§ SET TASK 1:
Write out the DNSSEC and DANE page again, word for word and in full.

In this post, you find out how DNSSEC and DANE cooperate, and learn how to set up DANE TLSA DNS records.

DNSSEC (Domain Name System Security Extensions)

The domain name system (DNS) is the phone book of the Internet: it tells computers where to send and retrieve information. Unfortunately, it also accepts any address given to it, no questions asked.

DNSSEC adds a security layer to this phonebook. It uses digital signatures to make sure the information in the phonebook can be trusted and hasn’t been tampered with. It’s like putting a lock on the phonebook to prevent DNS spoofing.

DANE (DNS-based Authentication of Named Entities)

DANE used the DNS infrastructure to store details about the security of a service, such as the public key (fingerprint) of a certificate. These details act as a special seal of approval, ensuring that when your computer talks to this service, it’s real and it’s safe. DANE uses the TLSA (Transport Layer Security Authentication) record type, which allows users to verify the security details from a service (such as a web or mail server) by querying the DNS for its information.

DANE relies on DNSSEC and only works when DNSSEC is enabled.

Implementation of DANE

You can implement DANE with a TLSA record at your DNS hosting provider:

  • _port._protocol.yourdomain.com IN TLSA usage-selector-matching certificate-fingerprint

For example, on port 443 (your web server):

  • _443._tcp.yourdomain.com IN TLSA 2 1 1 0B9FA5A59EED... (Root certificate)

§ DATA TO PROCESS:

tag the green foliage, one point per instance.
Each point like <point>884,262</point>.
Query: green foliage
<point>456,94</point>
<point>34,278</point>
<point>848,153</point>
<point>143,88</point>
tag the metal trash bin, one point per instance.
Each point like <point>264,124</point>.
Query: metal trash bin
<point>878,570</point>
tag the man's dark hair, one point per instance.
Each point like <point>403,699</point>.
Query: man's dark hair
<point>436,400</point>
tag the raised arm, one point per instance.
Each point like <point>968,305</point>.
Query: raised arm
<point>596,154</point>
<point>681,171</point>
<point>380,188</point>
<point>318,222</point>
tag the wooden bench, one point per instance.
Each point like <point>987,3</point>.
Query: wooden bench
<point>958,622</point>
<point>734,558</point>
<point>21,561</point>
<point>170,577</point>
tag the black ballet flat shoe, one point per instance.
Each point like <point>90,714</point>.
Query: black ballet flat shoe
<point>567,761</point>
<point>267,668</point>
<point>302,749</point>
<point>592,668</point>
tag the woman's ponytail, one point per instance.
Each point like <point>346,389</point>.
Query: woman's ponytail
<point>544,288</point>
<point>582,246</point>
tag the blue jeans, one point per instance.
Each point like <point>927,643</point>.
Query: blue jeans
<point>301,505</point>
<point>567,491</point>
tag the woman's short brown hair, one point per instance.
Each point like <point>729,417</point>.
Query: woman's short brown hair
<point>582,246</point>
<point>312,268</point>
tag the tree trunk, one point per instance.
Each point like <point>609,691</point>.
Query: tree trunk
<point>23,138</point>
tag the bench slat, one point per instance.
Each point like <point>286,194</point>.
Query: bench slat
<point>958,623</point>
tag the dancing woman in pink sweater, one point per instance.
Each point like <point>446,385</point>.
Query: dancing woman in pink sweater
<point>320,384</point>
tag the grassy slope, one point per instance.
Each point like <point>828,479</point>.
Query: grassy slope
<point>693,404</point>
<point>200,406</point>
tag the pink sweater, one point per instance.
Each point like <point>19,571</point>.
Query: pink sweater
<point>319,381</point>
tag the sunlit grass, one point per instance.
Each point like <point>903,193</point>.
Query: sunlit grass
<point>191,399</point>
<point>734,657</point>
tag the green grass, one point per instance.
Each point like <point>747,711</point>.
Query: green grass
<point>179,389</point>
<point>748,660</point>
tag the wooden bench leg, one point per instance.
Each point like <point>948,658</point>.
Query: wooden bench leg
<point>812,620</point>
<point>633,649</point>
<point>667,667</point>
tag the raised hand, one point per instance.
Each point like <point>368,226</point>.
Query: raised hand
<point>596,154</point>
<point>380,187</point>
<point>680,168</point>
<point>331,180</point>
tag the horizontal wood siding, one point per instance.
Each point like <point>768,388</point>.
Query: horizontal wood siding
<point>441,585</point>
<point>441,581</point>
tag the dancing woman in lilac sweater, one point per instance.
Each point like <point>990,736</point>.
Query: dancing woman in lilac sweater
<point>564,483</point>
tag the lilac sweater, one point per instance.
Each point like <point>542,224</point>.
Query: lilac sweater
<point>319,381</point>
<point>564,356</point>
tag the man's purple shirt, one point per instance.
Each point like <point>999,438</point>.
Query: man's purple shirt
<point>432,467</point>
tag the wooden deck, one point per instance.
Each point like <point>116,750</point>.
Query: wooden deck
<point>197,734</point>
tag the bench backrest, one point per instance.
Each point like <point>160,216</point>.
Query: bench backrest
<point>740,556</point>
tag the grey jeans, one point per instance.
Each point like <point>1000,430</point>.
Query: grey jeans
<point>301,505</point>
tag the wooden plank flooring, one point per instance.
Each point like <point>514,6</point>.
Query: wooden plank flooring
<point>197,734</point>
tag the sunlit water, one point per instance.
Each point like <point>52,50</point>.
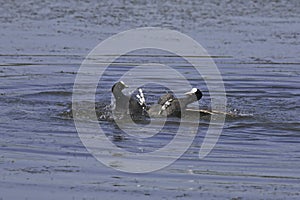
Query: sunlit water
<point>256,48</point>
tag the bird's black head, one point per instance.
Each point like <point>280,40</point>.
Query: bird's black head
<point>196,92</point>
<point>118,86</point>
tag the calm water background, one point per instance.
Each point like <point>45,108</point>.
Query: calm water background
<point>256,47</point>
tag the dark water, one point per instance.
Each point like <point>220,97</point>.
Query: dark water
<point>256,48</point>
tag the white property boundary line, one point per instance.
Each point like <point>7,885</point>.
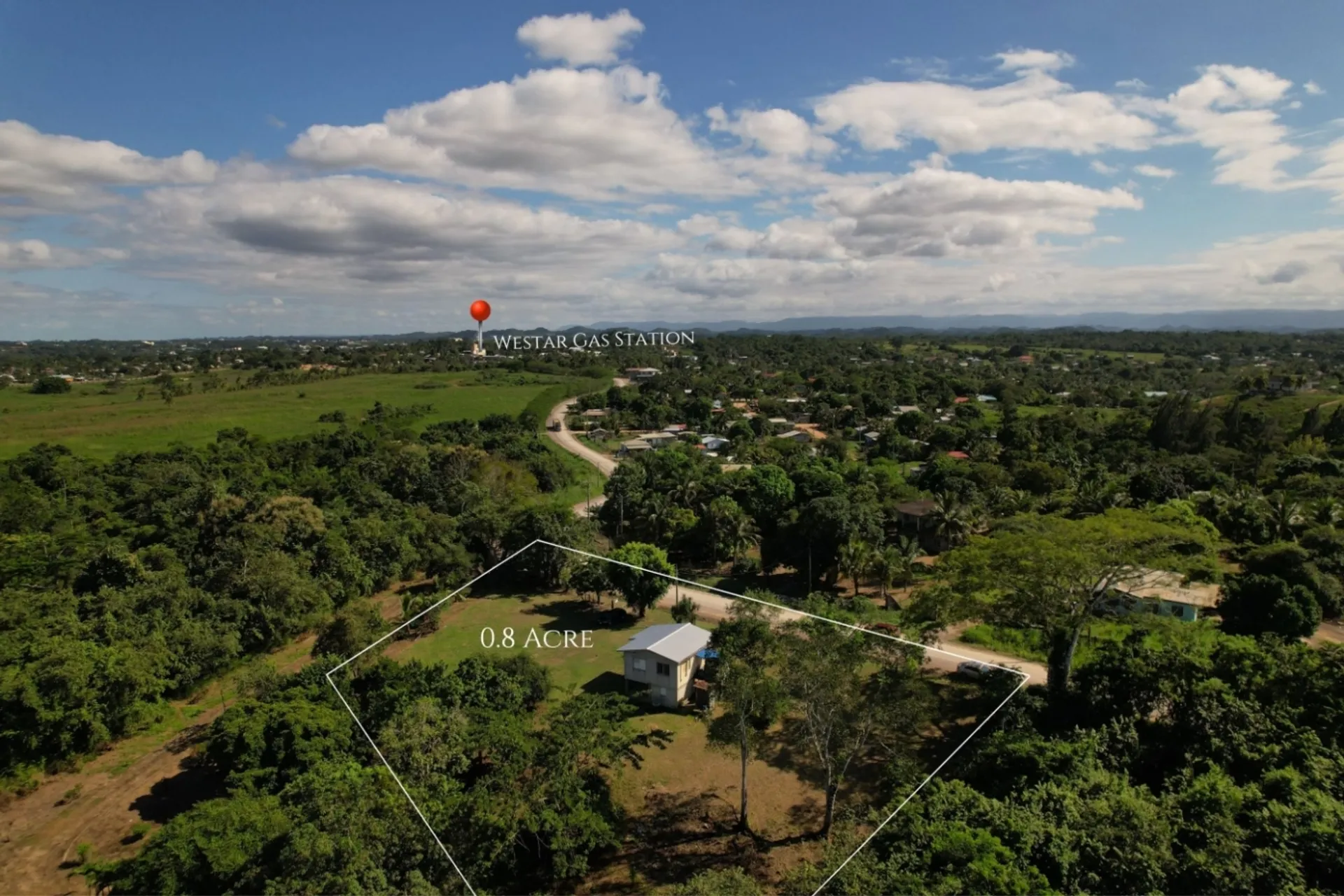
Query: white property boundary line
<point>704,587</point>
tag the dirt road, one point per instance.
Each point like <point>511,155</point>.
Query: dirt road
<point>566,440</point>
<point>945,654</point>
<point>144,778</point>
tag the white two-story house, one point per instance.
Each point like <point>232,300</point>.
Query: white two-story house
<point>664,659</point>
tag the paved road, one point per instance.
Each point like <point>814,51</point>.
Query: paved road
<point>715,606</point>
<point>946,654</point>
<point>566,440</point>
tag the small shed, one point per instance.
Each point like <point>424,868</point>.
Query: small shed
<point>1164,593</point>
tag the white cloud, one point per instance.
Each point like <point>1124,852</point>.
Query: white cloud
<point>773,131</point>
<point>585,133</point>
<point>578,39</point>
<point>33,254</point>
<point>929,213</point>
<point>337,232</point>
<point>52,171</point>
<point>937,213</point>
<point>1228,111</point>
<point>1035,111</point>
<point>1034,59</point>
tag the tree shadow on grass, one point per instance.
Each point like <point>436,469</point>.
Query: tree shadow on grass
<point>171,797</point>
<point>605,682</point>
<point>682,834</point>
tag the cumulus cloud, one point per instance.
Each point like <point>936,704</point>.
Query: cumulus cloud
<point>585,133</point>
<point>1285,273</point>
<point>349,229</point>
<point>1034,59</point>
<point>929,213</point>
<point>336,226</point>
<point>937,213</point>
<point>1228,111</point>
<point>33,254</point>
<point>773,131</point>
<point>59,172</point>
<point>578,39</point>
<point>1035,111</point>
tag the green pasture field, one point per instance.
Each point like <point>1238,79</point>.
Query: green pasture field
<point>1288,410</point>
<point>100,426</point>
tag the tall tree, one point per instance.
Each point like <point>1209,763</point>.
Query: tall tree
<point>1056,575</point>
<point>638,571</point>
<point>822,669</point>
<point>750,696</point>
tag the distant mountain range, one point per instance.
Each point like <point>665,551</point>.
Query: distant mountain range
<point>1261,320</point>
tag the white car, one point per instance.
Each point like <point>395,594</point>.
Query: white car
<point>974,669</point>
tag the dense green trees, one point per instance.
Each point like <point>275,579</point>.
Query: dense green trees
<point>638,571</point>
<point>1056,574</point>
<point>518,799</point>
<point>1164,770</point>
<point>125,583</point>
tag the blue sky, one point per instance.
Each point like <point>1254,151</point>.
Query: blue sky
<point>179,169</point>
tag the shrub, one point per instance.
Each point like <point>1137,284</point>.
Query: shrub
<point>50,386</point>
<point>745,567</point>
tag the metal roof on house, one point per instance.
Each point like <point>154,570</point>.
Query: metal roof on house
<point>1163,584</point>
<point>672,641</point>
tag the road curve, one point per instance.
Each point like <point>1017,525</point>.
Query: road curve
<point>566,440</point>
<point>715,606</point>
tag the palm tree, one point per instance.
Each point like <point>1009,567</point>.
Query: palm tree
<point>894,564</point>
<point>1097,495</point>
<point>855,559</point>
<point>654,514</point>
<point>739,535</point>
<point>1327,512</point>
<point>953,519</point>
<point>687,493</point>
<point>1285,516</point>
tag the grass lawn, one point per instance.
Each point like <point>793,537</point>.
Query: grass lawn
<point>1031,644</point>
<point>100,426</point>
<point>597,668</point>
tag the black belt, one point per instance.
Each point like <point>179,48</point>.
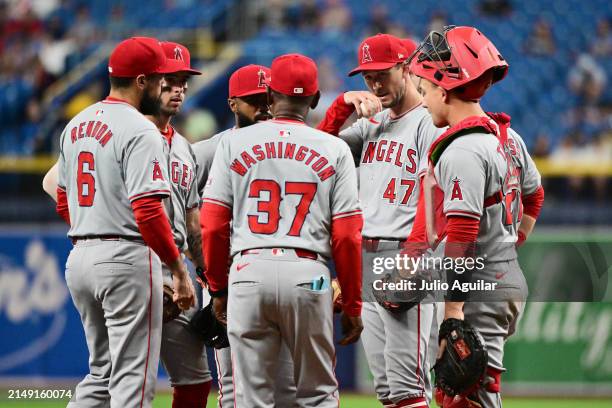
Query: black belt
<point>301,253</point>
<point>371,244</point>
<point>106,238</point>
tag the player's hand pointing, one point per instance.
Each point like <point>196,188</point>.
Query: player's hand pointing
<point>220,309</point>
<point>184,293</point>
<point>351,329</point>
<point>366,103</point>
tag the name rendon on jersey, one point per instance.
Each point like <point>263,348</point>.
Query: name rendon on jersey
<point>282,150</point>
<point>94,129</point>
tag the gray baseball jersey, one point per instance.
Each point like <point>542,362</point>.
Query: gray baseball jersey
<point>390,153</point>
<point>182,175</point>
<point>205,153</point>
<point>183,354</point>
<point>474,167</point>
<point>288,181</point>
<point>110,155</point>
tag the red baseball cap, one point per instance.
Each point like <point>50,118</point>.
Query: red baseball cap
<point>409,45</point>
<point>249,80</point>
<point>294,75</point>
<point>136,56</point>
<point>179,56</point>
<point>379,52</point>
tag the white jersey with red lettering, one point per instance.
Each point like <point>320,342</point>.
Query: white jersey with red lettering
<point>285,183</point>
<point>182,174</point>
<point>110,155</point>
<point>474,165</point>
<point>391,154</point>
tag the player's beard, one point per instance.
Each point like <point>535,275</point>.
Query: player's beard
<point>150,105</point>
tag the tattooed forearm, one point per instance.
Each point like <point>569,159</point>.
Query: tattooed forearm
<point>194,237</point>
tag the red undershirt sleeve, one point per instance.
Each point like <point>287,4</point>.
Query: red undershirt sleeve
<point>532,203</point>
<point>155,228</point>
<point>346,251</point>
<point>336,115</point>
<point>61,208</point>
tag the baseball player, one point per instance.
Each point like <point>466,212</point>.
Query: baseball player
<point>390,149</point>
<point>183,354</point>
<point>290,194</point>
<point>490,187</point>
<point>112,179</point>
<point>249,103</point>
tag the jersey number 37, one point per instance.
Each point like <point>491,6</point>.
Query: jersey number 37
<point>268,193</point>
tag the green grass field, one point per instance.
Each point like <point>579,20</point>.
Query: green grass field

§ SET TASK 2:
Copy the rows from the very first one down through the line containing "<point>878,570</point>", with "trash bin" replaced by "garbage can" and nothing else changed. Give only those lines.

§ EXERCISE RESPONSE 1:
In this post, you find out how DNSSEC and DANE cooperate, and learn how to set up DANE TLSA DNS records.

DNSSEC (Domain Name System Security Extensions)

The domain name system (DNS) is the phone book of the Internet: it tells computers where to send and retrieve information. Unfortunately, it also accepts any address given to it, no questions asked.

DNSSEC adds a security layer to this phonebook. It uses digital signatures to make sure the information in the phonebook can be trusted and hasn’t been tampered with. It’s like putting a lock on the phonebook to prevent DNS spoofing.

DANE (DNS-based Authentication of Named Entities)

DANE used the DNS infrastructure to store details about the security of a service, such as the public key (fingerprint) of a certificate. These details act as a special seal of approval, ensuring that when your computer talks to this service, it’s real and it’s safe. DANE uses the TLSA (Transport Layer Security Authentication) record type, which allows users to verify the security details from a service (such as a web or mail server) by querying the DNS for its information.

DANE relies on DNSSEC and only works when DNSSEC is enabled.

Implementation of DANE

You can implement DANE with a TLSA record at your DNS hosting provider:

  • _port._protocol.yourdomain.com IN TLSA usage-selector-matching certificate-fingerprint

For example, on port 443 (your web server):

  • _443._tcp.yourdomain.com IN TLSA 2 1 1 0B9FA5A59EED... (Root certificate)

§ EXERCISE RESPONSE 2:
tag the green foliage, one point per instance.
Each point like <point>884,262</point>.
Query: green foliage
<point>456,94</point>
<point>34,278</point>
<point>848,153</point>
<point>143,88</point>
tag the metal garbage can, one point per instance.
Each point like <point>264,124</point>.
Query: metal garbage can
<point>878,570</point>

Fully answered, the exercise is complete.